*What to work on*:
A – In the essay on following suffering, which book by Glennon Doyle does the author quote?
B – Copy the essay on following suffering word for word, from "The balance between" to "be considered helpful.".

START Study text

Follow The Suffering
While leaving Mormonism I realized the incredible extent to which I was capable of believing things not at all based in reality. Why was I able to accept illusions as unquestionable truth for as long as I did? Because it was an effective treatment for suffering. It didn’t necessarily solve suffering, which isn’t really possible, but the illusions provided a believable-enough narrative around suffering to make them liveable and provided me a way to focus my attention on other things besides suffering so I could be productive. The narrative began to collapse when new evidence cast doubt on the legitimacy of the narrative’s truth claims. At the same time the amount of suffering I felt began to be too much for the narrative to explain away. So, my belief system fell to pieces.
Since then I’ve embarked on the (never-ending) quest for a new belief system. Starting out I wanted to discover and dismantle other unhelpful beliefs that cause me suffering. I began asking the following question: “What else do I accept unquestionably as reality that is just as made up as Mormonism?” The best strategy to peel that onion, that I’m aware of, is to follow the suffering. Glennon Doyle speaks to this in the book Untamed: “It turned out that what I needed most was inside the one place I’d been running from my entire life: pain. Everything I needed to know next was inside the discomfort of now. As I practiced allowing my hard feelings to come and stay as long as they needed to, I got to know myself. The reward for enduring hard feelings was finding my potential, my purpose, and my people.”
Following suffering with the goal to shed all beliefs that are in opposition to reality turned out to be a less optimal goal than I thought. Reality is overrated. As time passed this quote from Steven Weinberg became all too real: "The more the universe seems comprehensible, the more it also seems pointless." Getting closer to reality made me feel depressed until I realized that getting closer to “reality” is not the ideal objective. First of all, unless you’re the Buddah, seeing reality as it is isn’t really an option for the brain. The only thing that can replace a belief is another belief. Even the belief, “it’s all pointless,” is itself a belief. Maybe that belief is a little more accurate, but is it helpful? In this sense the goal of following the suffering isn’t necessarily to make our beliefs more accurate; it’s to make them more functional.
The balance between accurate and functional beliefs is a difficult one. In Cognitive Behavioral Therapy, “Automatic Negative Thoughts” (ANTs) or “cognitive distortions” are the unhelpful habitual thought patterns that ‘pop up' or 'flash' in our minds without conscious thought. Thoughts like: 'I'm stupid', 'I should be a better parent', 'No one likes me', 'Things will never get better'. If left unchecked, it's possible that these repeated fleeting thoughts can be mistaken as reality and even be considered helpful.
One solution to these distortions is to take advantage of the healing effects of reality: Counter each automatic thought with a “Rational Response”—the more rational, less upsetting thought that can substitute for the automatic one. Therapists stress that the point isn’t to try to cheer yourself up by rationalizing or saying things you do not believe are valid. Instead, recognize the truth. Is it true you’ll be lonely forever when you’re turned down for a date or are you overgeneralizing? Does that single negative comment made by your partner mean the relationship is hopelessly lost or are you discounting the positives? Does that look on the other person’s face mean they really are disappointed in you or is there a chance you’re not as good of a mind reader as you think?

END Study text
START Record set

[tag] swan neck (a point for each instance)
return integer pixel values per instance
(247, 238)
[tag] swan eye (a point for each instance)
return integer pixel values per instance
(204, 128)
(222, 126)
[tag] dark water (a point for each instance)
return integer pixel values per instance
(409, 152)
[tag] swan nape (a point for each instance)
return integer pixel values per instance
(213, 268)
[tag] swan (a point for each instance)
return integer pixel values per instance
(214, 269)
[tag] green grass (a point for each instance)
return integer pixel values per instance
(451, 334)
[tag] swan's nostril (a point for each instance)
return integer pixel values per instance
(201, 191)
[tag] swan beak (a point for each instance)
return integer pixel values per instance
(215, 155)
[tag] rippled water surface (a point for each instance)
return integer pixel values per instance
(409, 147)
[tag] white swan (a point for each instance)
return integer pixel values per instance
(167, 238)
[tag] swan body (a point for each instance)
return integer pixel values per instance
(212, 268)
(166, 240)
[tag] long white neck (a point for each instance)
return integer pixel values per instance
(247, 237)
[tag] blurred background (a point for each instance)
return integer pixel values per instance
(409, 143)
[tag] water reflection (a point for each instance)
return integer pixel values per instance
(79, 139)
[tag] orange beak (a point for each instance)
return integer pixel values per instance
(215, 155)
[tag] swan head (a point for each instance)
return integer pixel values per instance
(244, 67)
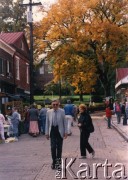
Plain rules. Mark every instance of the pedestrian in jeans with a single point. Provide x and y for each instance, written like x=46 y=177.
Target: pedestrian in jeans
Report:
x=117 y=110
x=108 y=115
x=15 y=118
x=56 y=130
x=86 y=127
x=42 y=118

END Record set

*Solution list*:
A – Untamed

B –
The balance between accurate and functional beliefs is a difficult one. In Cognitive Behavioral Therapy, “Automatic Negative Thoughts” (ANTs) or “cognitive distortions” are the unhelpful habitual thought patterns that ‘pop up' or 'flash' in our minds without conscious thought. Thoughts like: 'I'm stupid', 'I should be a better parent', 'No one likes me', 'Things will never get better'. If left unchecked, it's possible that these repeated fleeting thoughts can be mistaken as reality and even be considered helpful.